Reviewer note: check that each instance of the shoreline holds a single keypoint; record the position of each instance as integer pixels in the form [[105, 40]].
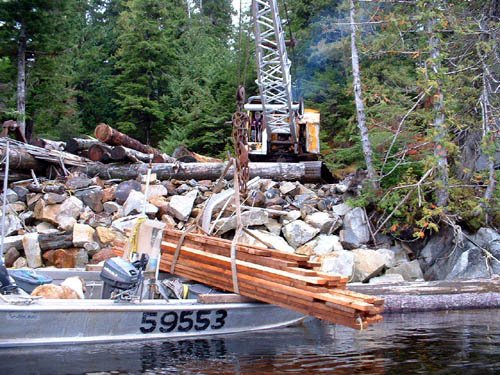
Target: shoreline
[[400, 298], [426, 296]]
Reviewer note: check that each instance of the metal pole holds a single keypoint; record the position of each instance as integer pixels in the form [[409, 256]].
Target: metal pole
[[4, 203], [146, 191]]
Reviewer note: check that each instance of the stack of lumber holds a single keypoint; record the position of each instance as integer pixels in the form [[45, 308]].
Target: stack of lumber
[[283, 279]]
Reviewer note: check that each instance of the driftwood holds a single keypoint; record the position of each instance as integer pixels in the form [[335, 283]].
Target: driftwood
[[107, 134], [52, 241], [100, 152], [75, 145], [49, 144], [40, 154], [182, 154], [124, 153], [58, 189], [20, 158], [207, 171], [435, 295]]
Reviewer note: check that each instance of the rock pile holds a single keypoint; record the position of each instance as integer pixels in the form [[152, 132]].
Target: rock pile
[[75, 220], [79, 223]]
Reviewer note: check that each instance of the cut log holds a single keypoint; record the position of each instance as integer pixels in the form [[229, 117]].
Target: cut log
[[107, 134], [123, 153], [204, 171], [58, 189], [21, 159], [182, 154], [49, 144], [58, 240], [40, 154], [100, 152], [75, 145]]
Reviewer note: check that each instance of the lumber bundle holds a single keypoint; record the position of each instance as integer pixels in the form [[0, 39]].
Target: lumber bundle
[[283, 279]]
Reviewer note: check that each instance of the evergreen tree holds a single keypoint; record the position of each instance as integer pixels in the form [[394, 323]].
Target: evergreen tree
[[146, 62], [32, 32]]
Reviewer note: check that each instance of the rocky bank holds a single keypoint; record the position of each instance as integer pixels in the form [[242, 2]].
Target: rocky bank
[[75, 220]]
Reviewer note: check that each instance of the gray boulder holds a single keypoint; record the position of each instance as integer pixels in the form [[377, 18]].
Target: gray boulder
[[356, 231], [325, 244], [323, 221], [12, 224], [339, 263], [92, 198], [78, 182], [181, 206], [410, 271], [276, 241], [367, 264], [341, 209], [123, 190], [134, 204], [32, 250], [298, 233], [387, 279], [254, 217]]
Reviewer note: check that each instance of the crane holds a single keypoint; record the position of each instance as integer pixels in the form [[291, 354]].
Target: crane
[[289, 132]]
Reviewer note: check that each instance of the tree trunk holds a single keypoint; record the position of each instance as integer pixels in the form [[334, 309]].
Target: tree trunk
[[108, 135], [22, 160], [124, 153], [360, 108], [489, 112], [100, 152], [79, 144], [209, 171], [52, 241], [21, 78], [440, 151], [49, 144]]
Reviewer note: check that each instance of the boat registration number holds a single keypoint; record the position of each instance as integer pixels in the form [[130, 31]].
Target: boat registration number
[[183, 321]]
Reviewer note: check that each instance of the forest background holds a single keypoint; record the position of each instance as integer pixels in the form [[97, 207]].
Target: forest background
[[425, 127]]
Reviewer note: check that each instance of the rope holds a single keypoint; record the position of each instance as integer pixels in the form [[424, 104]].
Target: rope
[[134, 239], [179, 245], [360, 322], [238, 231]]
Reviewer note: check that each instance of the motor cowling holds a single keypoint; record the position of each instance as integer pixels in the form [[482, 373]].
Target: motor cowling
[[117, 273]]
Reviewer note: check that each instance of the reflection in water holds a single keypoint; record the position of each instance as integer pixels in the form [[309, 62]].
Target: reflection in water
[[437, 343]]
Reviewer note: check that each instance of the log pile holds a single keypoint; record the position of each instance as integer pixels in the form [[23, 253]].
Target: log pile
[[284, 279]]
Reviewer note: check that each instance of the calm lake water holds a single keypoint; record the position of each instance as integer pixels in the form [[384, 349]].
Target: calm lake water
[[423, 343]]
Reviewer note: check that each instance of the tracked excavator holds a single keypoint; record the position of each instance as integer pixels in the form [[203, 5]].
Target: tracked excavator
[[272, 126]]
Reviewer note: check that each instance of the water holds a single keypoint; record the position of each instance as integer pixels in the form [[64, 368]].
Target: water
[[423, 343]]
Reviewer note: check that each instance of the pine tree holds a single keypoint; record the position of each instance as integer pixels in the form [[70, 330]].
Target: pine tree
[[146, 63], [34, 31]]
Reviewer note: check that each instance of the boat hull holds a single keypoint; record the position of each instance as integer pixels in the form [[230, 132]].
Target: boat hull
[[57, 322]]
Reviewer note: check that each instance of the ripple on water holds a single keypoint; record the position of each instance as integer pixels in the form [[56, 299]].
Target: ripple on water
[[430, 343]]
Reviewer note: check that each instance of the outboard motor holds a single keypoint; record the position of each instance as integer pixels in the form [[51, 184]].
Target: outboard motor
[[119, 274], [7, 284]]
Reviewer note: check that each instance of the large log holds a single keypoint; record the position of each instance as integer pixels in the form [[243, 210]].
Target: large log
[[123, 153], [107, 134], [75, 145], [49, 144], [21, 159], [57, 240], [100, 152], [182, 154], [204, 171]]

> **Exercise goal**: Please copy every row above with "Reviewer note" swapped for "Annotator note" and everything else unchanged. Leave the pictures out.

> **Written answer**:
Annotator note: check that each instance of the shoreline holds a single keypoint; record the position of each instance as integer pixels in the form [[105, 40]].
Target: shoreline
[[400, 298], [426, 296]]
Annotator note: check that each instance of the metal pole holds a single keypoint; record the position of each instance as integer pixels in the form [[409, 256]].
Target: metal pole
[[4, 203], [146, 191]]
Annotator note: check that each instance of the stack of lumber holds a single keypoint; record the position of each instance as integer pixels in the form [[45, 308]].
Target: stack of lumber
[[283, 279]]
Annotator note: check that each instance of the driftwood holds a single keypoint; record the position of each instance as integer pixels in the form [[335, 283]].
Target: driftwood
[[107, 134], [52, 241], [100, 152], [75, 145], [49, 144], [40, 154], [182, 154], [124, 153], [58, 189], [20, 158], [207, 171], [435, 295]]
Annotator note: check that each instance of the rock pile holds a single keypoint; record the position of each instance as integer pixels in the form [[152, 132]].
Target: rock pile
[[75, 220], [79, 223]]
Annotator note: check that each instance of the cut log holds a single keypoint; record the position of each instance as integer pixels in the form [[229, 117]].
Target: cut log
[[107, 134], [123, 153], [204, 171], [58, 189], [21, 159], [182, 154], [49, 144], [58, 240], [40, 154], [100, 152], [75, 145]]
Annotator note: check that each instance of the lumber bundle holds a single keypoint; record the position of each instance as integer pixels in the form [[0, 39]].
Target: lumber bundle
[[283, 279]]
Annotator note: check that each instance of the evergreen tree holds a single keypoint; record the position of each instance as integer pixels in the form [[394, 323]].
Target: evergreen tree
[[146, 62], [32, 32]]
Annotator note: check that each instance of the rocky bank holds a single keypoint; record the position of each instance as integer pixels in the form [[242, 2]].
Target: rocky bank
[[75, 220]]
Annotator note: check that each instance of the gray boulder holds a single keypoint; record the position of each instance as integer pixels in the form [[377, 18]].
Target: gray boulder
[[356, 231], [325, 244], [323, 221], [12, 224], [339, 263], [92, 198], [78, 182], [181, 206], [410, 271], [276, 241], [367, 264], [341, 209], [123, 190], [134, 204], [32, 250], [298, 233], [387, 279], [254, 217]]
Annotator note: check that each instance of the crane holds a single keypoint; record the position of each instance as integer pixels in the form [[291, 354]].
Target: crane
[[289, 132]]
Annotator note: check that each instance of the tree trunk holds a single keypoint; record the position of each instance as integer pixels in the form [[334, 309]].
Target: tree trunk
[[108, 135], [22, 160], [124, 153], [360, 108], [489, 112], [100, 152], [79, 144], [209, 171], [52, 241], [21, 78], [440, 151], [49, 144]]
Annotator note: check that each instance of the boat registration number holds a single keypoint; record the position of each instance as integer pixels in the form [[130, 31]].
Target: boat registration number
[[183, 321]]
Annotator note: check that each instance of the forest background holds a single keypoint; record the position of each instance as integer pixels in the form [[97, 207]].
Target: forest background
[[425, 127]]
Annotator note: check that each instance of the rope holds a single keypoint; record the position of each instance as integer pixels in the form [[424, 104]].
Target: rope
[[134, 239], [179, 245], [360, 322], [238, 231]]
Annotator note: check that each instance of the motor cowling holds a single keypoint; record the position of each instance as integer pixels in the form [[482, 373]].
Target: motor cowling
[[117, 273]]
Annotator note: check that each instance of the reflection in water holds a single keypoint; record the position of each instance as integer pixels in the form [[309, 62]].
Target: reflection in water
[[437, 343]]
Annotator note: check that each instance of the log pile holds a single keypoint; record the position of each instance as integer pixels in the form [[23, 253]].
Target: log pile
[[284, 279]]
Annotator note: check that each instance of the calm lake water holds a single keypoint; record the position of each instance as integer pixels in the form [[384, 349]].
Target: calm lake water
[[423, 343]]
Annotator note: check that each instance of the tracked excavator holds a single keypoint; record the position of each instance as integer pixels in the form [[203, 5]].
Target: tracked excavator
[[272, 126]]
Annotator note: check that each instance of the water holds a single keypoint; record the position of each instance as integer pixels in the form [[64, 368]].
Target: water
[[423, 343]]
Annotator note: check that each instance of the pine tree holds a single keypoint; record the position of each instance as integer pixels in the form [[70, 330]].
Target: pine tree
[[146, 63], [34, 31]]
Annotator note: check that each instance of the boat hull holds a single keypoint; record the position of each instance as integer pixels in the form [[230, 132]].
Target: boat hull
[[57, 322]]
Annotator note: check that each instance of the ripple on water holds a single keypoint; record the position of each instance as integer pixels in the form [[56, 299]].
Target: ripple on water
[[430, 343]]
Annotator note: check that each instance of the outboard motor holds a single keypoint; record the position of each instance as integer pixels in the form [[51, 184]].
Target: outboard motor
[[119, 274], [7, 284]]
Annotator note: check that each instance of the large log holds a single keypoint; record the position of each instance as integer pixels in the form [[243, 210]].
Target: large log
[[123, 153], [107, 134], [75, 145], [49, 144], [21, 159], [57, 240], [100, 152], [182, 154], [204, 171]]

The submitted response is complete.